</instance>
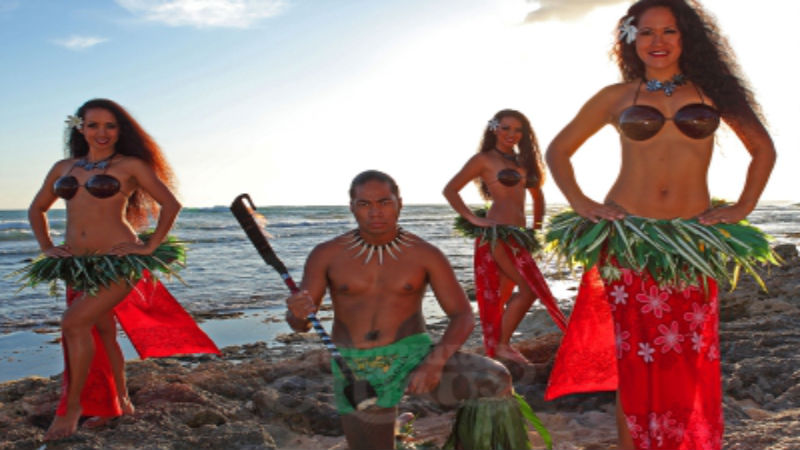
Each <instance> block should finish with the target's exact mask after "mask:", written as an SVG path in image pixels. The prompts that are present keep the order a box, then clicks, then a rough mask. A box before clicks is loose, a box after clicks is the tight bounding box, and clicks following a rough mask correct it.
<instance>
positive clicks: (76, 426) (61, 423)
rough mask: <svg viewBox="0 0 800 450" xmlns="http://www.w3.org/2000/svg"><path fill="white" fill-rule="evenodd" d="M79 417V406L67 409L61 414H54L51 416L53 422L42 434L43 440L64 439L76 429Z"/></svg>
mask: <svg viewBox="0 0 800 450" xmlns="http://www.w3.org/2000/svg"><path fill="white" fill-rule="evenodd" d="M80 418H81V407H80V406H78V407H77V408H73V409H67V413H66V414H65V415H63V416H59V415H56V416H55V417H54V418H53V423H51V424H50V428H48V429H47V432H46V433H45V434H44V440H45V441H53V440H57V439H64V438H65V437H69V436H71V435H72V434H73V433H75V431H76V430H77V429H78V420H79V419H80Z"/></svg>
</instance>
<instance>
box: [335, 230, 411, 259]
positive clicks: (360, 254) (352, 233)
mask: <svg viewBox="0 0 800 450" xmlns="http://www.w3.org/2000/svg"><path fill="white" fill-rule="evenodd" d="M348 234H350V235H351V237H350V240H349V241H347V242H345V245H348V247H347V250H352V249H356V248H357V249H358V252H356V254H355V255H353V258H354V259H358V258H360V257H361V255H364V254H366V257H365V258H364V264H367V263H369V261H370V260H371V259H372V257H373V256H374V255H377V257H378V264H379V265H382V264H383V254H384V252H385V253H386V254H388V255H389V256H391V257H392V259H394V260H395V261H397V256H398V255H399V254H400V253H403V249H402V248H401V246H406V247H411V246H413V245H414V239H413V238H412V237H410V236H409V235H408V233H407V232H406V231H405V230H404V229H402V228H400V227H397V236H395V237H394V239H392V240H391V241H389V242H387V243H385V244H379V245H376V244H370V243H368V242H367V241H365V240H364V238H362V237H361V233H359V232H358V229H355V230H353V231H350V232H348Z"/></svg>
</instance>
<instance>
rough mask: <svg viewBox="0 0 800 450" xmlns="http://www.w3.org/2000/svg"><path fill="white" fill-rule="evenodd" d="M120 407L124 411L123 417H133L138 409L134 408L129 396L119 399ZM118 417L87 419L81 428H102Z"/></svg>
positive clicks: (95, 417)
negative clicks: (125, 416) (85, 427)
mask: <svg viewBox="0 0 800 450" xmlns="http://www.w3.org/2000/svg"><path fill="white" fill-rule="evenodd" d="M119 406H120V408H121V409H122V415H125V416H130V415H133V413H134V412H135V411H136V408H134V407H133V403H132V402H131V398H130V397H128V396H127V395H126V396H124V397H119ZM117 417H119V416H93V417H90V418H88V419H86V421H85V422H83V425H81V426H83V427H86V428H89V429H97V428H102V427H104V426H106V425H108V424H109V423H111V422H112V421H113V420H114V419H116V418H117Z"/></svg>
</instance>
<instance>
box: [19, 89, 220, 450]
mask: <svg viewBox="0 0 800 450" xmlns="http://www.w3.org/2000/svg"><path fill="white" fill-rule="evenodd" d="M67 123H68V130H67V132H68V140H67V150H68V158H67V159H64V160H61V161H59V162H57V163H56V164H55V165H54V166H53V167H52V169H50V172H49V173H48V174H47V176H46V178H45V180H44V184H43V185H42V187H41V189H40V190H39V192H38V193H37V194H36V197H35V198H34V199H33V202H32V203H31V205H30V208H29V210H28V219H29V221H30V224H31V229H32V230H33V233H34V235H35V236H36V239H37V241H38V243H39V246H40V248H41V249H42V252H43V253H44V256H45V257H46V258H62V259H63V262H64V264H67V265H69V264H72V267H74V269H75V270H74V271H73V272H78V273H80V271H81V270H84V271H86V272H87V276H91V275H92V274H91V273H88V272H94V271H98V272H99V271H105V270H106V269H108V268H107V267H106V266H103V267H94V269H92V270H86V268H87V267H88V266H82V265H81V263H80V262H77V261H78V257H81V256H83V255H113V256H117V257H122V256H126V257H127V256H129V255H150V254H152V253H153V252H154V251H156V250H157V249H158V248H159V246H160V245H161V244H162V242H163V241H164V240H165V238H166V237H167V232H168V231H169V230H170V228H171V227H172V225H173V223H174V222H175V219H176V217H177V215H178V212H179V211H180V208H181V205H180V203H179V202H178V200H177V199H176V198H175V196H174V195H173V193H172V189H173V185H174V183H173V176H172V172H171V170H170V168H169V166H168V165H167V162H166V160H165V158H164V156H163V154H162V152H161V150H160V149H159V147H158V145H157V144H156V143H155V141H153V139H152V138H151V137H150V136H149V135H148V134H147V133H146V132H145V131H144V130H143V129H142V127H141V126H140V125H139V124H138V123H137V122H136V121H135V120H134V119H133V118H132V117H131V116H130V114H128V112H127V111H125V110H124V109H123V108H122V107H121V106H119V105H118V104H116V103H114V102H113V101H110V100H106V99H94V100H90V101H88V102H86V103H85V104H83V106H81V107H80V108H79V109H78V111H77V113H76V115H75V116H71V117H70V118H69V119H68V122H67ZM59 197H60V198H62V199H64V201H65V203H66V230H65V236H64V243H63V244H60V245H56V244H54V243H53V240H52V239H51V237H50V230H49V226H48V221H47V214H46V213H47V211H48V210H49V209H50V207H51V206H52V205H53V203H55V201H56V200H58V198H59ZM148 213H150V214H152V215H154V216H157V217H158V222H157V225H156V228H155V230H154V231H153V232H152V234H150V235H149V238H148V239H147V240H146V242H143V241H142V240H140V239H139V237H138V236H137V233H136V231H135V230H137V229H140V228H142V227H143V226H146V225H147V223H148ZM125 259H126V258H116V259H115V258H109V259H108V261H109V264H110V265H119V264H123V262H121V261H123V260H125ZM137 275H138V276H137V277H136V278H140V279H138V280H137V279H122V278H120V279H116V280H112V281H111V282H106V283H104V284H97V285H96V286H97V287H96V289H88V290H86V291H85V292H77V291H75V290H73V289H70V288H71V287H74V286H68V292H67V304H68V307H67V310H66V311H65V312H64V315H63V317H62V320H61V330H62V334H63V341H62V343H63V345H64V356H65V365H66V369H65V371H64V392H63V396H62V399H61V404H60V405H59V407H58V410H57V412H56V417H55V418H54V419H53V423H52V424H51V425H50V428H49V429H48V430H47V433H46V434H45V439H46V440H51V439H60V438H64V437H67V436H69V435H71V434H73V433H74V432H75V430H76V428H77V425H78V421H79V419H80V417H81V416H82V415H91V416H97V417H95V418H93V419H90V420H91V421H89V422H88V425H95V426H99V425H102V424H103V423H104V422H105V421H107V420H108V419H109V418H111V417H114V416H119V415H121V414H123V413H124V414H132V413H133V412H134V408H133V404H132V403H131V400H130V398H129V396H128V391H127V387H126V384H125V375H124V364H125V363H124V358H123V355H122V351H121V350H120V347H119V344H118V343H117V340H116V322H115V320H114V312H115V307H117V306H118V305H120V304H121V302H123V300H125V299H127V297H129V294H130V296H134V297H136V296H138V297H142V299H143V300H144V301H145V302H147V307H148V308H154V309H157V308H158V307H163V306H164V305H167V306H166V307H167V308H168V309H170V310H171V311H169V313H168V316H169V317H170V318H174V319H175V320H176V322H175V325H176V326H177V327H178V328H177V329H178V330H179V331H178V334H179V335H180V336H179V337H180V338H183V337H184V335H186V336H187V337H188V336H192V339H189V340H188V341H185V342H183V343H182V344H185V343H187V342H190V343H191V345H189V346H184V348H181V349H179V350H189V351H180V352H181V353H190V352H193V351H191V350H197V351H209V352H216V347H214V346H213V343H211V342H210V340H208V338H207V337H206V336H205V334H203V333H202V331H200V330H199V329H197V328H196V325H194V322H193V321H191V318H189V317H188V315H186V313H185V311H183V310H182V309H180V308H179V307H178V308H177V309H178V310H179V311H175V309H176V308H175V306H177V303H175V302H174V299H172V298H171V296H169V294H168V293H166V291H165V290H164V289H163V286H161V285H160V284H155V283H152V282H144V281H145V280H148V281H149V280H150V279H151V278H150V275H149V274H148V273H147V272H144V273H143V271H141V270H140V271H139V272H138V274H137ZM137 281H138V284H136V283H135V282H137ZM134 284H136V288H135V289H133V292H132V288H133V286H134ZM145 297H146V298H145ZM125 308H126V311H129V314H131V315H133V316H134V317H135V318H136V320H139V319H142V320H146V314H141V313H139V314H137V313H136V311H135V309H136V308H135V307H133V306H131V305H125ZM181 313H182V314H181ZM117 314H118V316H120V311H119V310H117ZM187 318H188V321H189V322H191V323H190V325H187ZM120 320H121V321H122V317H120ZM142 326H144V327H147V326H148V325H146V324H143V325H142ZM187 327H188V328H187ZM185 330H188V331H185ZM130 334H131V333H130V331H129V335H130ZM145 334H150V335H152V334H153V331H152V330H148V332H147V333H145ZM131 337H132V341H133V342H134V345H136V344H137V342H135V341H134V340H133V336H131ZM198 343H199V346H198V347H197V348H194V347H193V345H194V344H198ZM156 345H157V344H156ZM145 346H147V344H145ZM137 349H138V350H140V351H141V349H142V347H141V346H137ZM96 350H97V351H96ZM150 353H152V352H150ZM156 353H157V352H156ZM161 356H163V354H162V355H161ZM90 368H91V371H90ZM90 372H91V374H90ZM87 380H88V381H87Z"/></svg>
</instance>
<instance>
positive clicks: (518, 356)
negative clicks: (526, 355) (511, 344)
mask: <svg viewBox="0 0 800 450" xmlns="http://www.w3.org/2000/svg"><path fill="white" fill-rule="evenodd" d="M494 354H495V357H496V358H497V359H499V360H507V361H512V362H515V363H517V364H521V365H523V366H525V365H528V364H530V363H531V362H530V361H528V358H526V357H525V356H524V355H523V354H522V353H520V352H519V350H517V349H515V348H514V347H512V346H511V345H498V346H497V348H496V349H495V352H494Z"/></svg>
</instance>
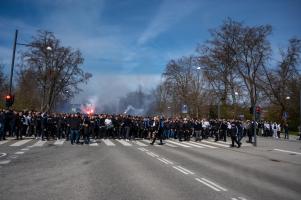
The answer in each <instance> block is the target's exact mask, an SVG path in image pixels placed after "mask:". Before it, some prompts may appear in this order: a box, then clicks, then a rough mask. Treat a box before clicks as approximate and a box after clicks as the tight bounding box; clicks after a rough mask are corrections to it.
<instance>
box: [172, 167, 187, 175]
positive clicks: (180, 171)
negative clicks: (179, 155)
mask: <svg viewBox="0 0 301 200" xmlns="http://www.w3.org/2000/svg"><path fill="white" fill-rule="evenodd" d="M173 168H174V169H176V170H178V171H179V172H181V173H183V174H185V175H187V174H189V173H188V172H185V171H184V170H182V169H180V168H178V167H176V166H173Z"/></svg>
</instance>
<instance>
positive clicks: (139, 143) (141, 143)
mask: <svg viewBox="0 0 301 200" xmlns="http://www.w3.org/2000/svg"><path fill="white" fill-rule="evenodd" d="M134 143H136V144H138V145H139V146H141V147H147V146H148V145H146V144H144V143H142V142H139V141H134Z"/></svg>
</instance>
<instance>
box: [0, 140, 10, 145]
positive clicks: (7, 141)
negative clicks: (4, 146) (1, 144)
mask: <svg viewBox="0 0 301 200" xmlns="http://www.w3.org/2000/svg"><path fill="white" fill-rule="evenodd" d="M7 142H8V140H3V141H0V145H1V144H5V143H7Z"/></svg>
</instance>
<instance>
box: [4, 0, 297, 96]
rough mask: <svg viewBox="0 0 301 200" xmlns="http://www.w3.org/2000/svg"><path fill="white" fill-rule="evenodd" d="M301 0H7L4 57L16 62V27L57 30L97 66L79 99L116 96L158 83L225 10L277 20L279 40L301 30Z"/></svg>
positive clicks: (89, 71)
mask: <svg viewBox="0 0 301 200" xmlns="http://www.w3.org/2000/svg"><path fill="white" fill-rule="evenodd" d="M300 8H301V1H300V0H266V1H264V0H0V62H2V63H4V64H6V66H7V67H9V64H10V60H11V54H12V43H13V36H14V31H15V29H19V42H23V43H26V42H29V41H30V39H31V36H33V35H34V34H35V33H36V31H37V30H39V29H42V30H49V31H52V32H54V33H55V35H56V36H57V38H59V39H61V41H62V42H63V44H64V45H66V46H71V47H73V48H75V49H80V50H81V51H82V52H83V55H84V58H85V63H84V66H83V67H84V69H85V71H88V72H91V73H92V74H93V78H92V79H91V81H90V82H89V83H88V85H86V86H83V87H84V92H83V93H82V94H81V95H80V96H79V97H77V98H76V100H75V101H80V99H81V98H82V97H83V96H85V95H88V96H95V95H97V96H98V97H99V98H101V99H102V100H101V101H113V100H114V99H116V98H117V97H118V96H122V95H124V94H125V93H126V92H128V91H130V90H134V89H136V88H137V87H138V85H139V84H140V85H142V86H144V87H145V88H147V89H150V88H153V87H155V85H156V84H158V82H160V80H161V73H162V72H163V70H164V67H165V65H166V63H167V62H168V60H170V59H172V58H177V57H180V56H184V55H190V54H193V53H194V51H195V48H196V45H197V44H198V43H203V42H204V41H206V40H207V39H208V38H209V33H208V30H209V29H211V28H216V27H218V26H219V25H221V23H222V21H223V20H224V19H225V18H226V17H231V18H233V19H234V20H238V21H243V22H245V23H246V24H248V25H259V24H271V25H272V26H273V34H272V36H271V38H270V39H271V41H272V44H273V48H277V47H278V46H284V45H285V44H286V43H287V40H288V39H289V38H290V37H292V36H298V37H300V38H301V20H300V19H301V14H300V13H301V12H300ZM18 48H24V47H18ZM7 71H8V70H7Z"/></svg>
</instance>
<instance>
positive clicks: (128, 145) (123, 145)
mask: <svg viewBox="0 0 301 200" xmlns="http://www.w3.org/2000/svg"><path fill="white" fill-rule="evenodd" d="M116 141H117V142H119V143H120V144H122V145H123V146H128V147H129V146H132V144H130V143H128V142H126V141H124V140H119V139H118V140H116Z"/></svg>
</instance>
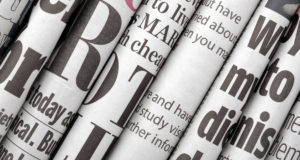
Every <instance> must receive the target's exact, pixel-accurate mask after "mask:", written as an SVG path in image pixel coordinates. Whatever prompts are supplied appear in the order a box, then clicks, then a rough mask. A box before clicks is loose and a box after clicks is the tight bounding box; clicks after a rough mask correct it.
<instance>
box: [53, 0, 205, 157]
mask: <svg viewBox="0 0 300 160" xmlns="http://www.w3.org/2000/svg"><path fill="white" fill-rule="evenodd" d="M199 2H200V1H198V0H195V1H191V0H164V1H158V0H147V1H143V2H142V4H141V7H140V8H139V10H138V11H137V13H136V15H135V19H134V20H133V23H132V25H131V26H129V27H128V29H127V30H126V31H125V33H124V34H123V36H122V38H121V40H120V41H119V44H118V46H117V48H116V49H115V51H114V52H115V53H114V54H113V56H112V57H111V59H110V60H109V62H108V64H107V65H106V67H105V68H104V70H103V72H102V73H101V75H100V77H99V79H98V80H97V82H96V84H95V86H94V87H93V89H92V91H91V92H90V94H89V96H88V98H87V100H86V101H85V104H84V105H83V106H82V107H81V109H80V110H79V114H80V115H81V116H79V117H78V119H77V120H76V122H75V124H74V125H73V127H72V128H71V130H70V132H69V134H68V135H67V138H66V139H65V140H64V142H63V144H62V146H61V148H60V150H59V151H58V153H57V154H56V156H55V158H56V159H68V160H71V159H101V158H102V157H103V156H105V154H106V153H107V151H108V150H109V148H110V146H113V144H114V141H115V140H116V139H117V137H119V135H120V134H121V132H122V130H123V128H124V127H125V125H126V123H127V121H128V119H129V118H130V116H131V114H132V112H133V111H134V109H135V107H136V106H137V103H138V102H139V101H140V99H141V98H142V97H143V94H144V93H145V91H146V89H147V88H148V86H149V85H150V83H151V82H152V79H153V77H155V76H156V74H157V72H158V71H159V70H160V68H161V66H162V64H163V63H164V61H165V60H166V58H167V57H168V54H169V52H170V51H171V49H172V48H173V47H174V46H175V44H176V42H177V39H178V38H179V36H180V34H181V33H182V31H183V29H184V27H186V25H187V23H188V21H189V20H190V18H191V16H192V15H193V13H194V11H195V10H196V8H197V7H198V5H199Z"/></svg>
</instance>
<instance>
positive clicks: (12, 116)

━━━

Assigned task:
Show each line from the listing above that includes the word "target".

Response:
Each <instance> block should finish with the target's exact mask after "mask:", written as an SVG path in image pixels. The prompts that are present keep the order a box, then clicks, then a rough mask. A box before clicks is loose, a box after clicks is the tight bounding box, and clicks following a rough mask correct it.
The answer in each <instance> block is the target's exact mask, an SVG path in image pixels placed after "mask:". Before it, some prompts may appear in this order: a box, then clicks, then a rough mask. Treat a box before clicks as approximate and a box after clicks as the tight bounding box; clicks after a rough mask are corrections to it.
Every <instance> must receive the target's exact, pixel-accurate mask after "mask:", written as an SVG path in image pixel coordinates. Whatever prompts are supplied appear in the order a box, then clicks, then a rough mask. A box before clicks is loose and a box after clicks is the tight bounding box; clicks after a rough mask correct it.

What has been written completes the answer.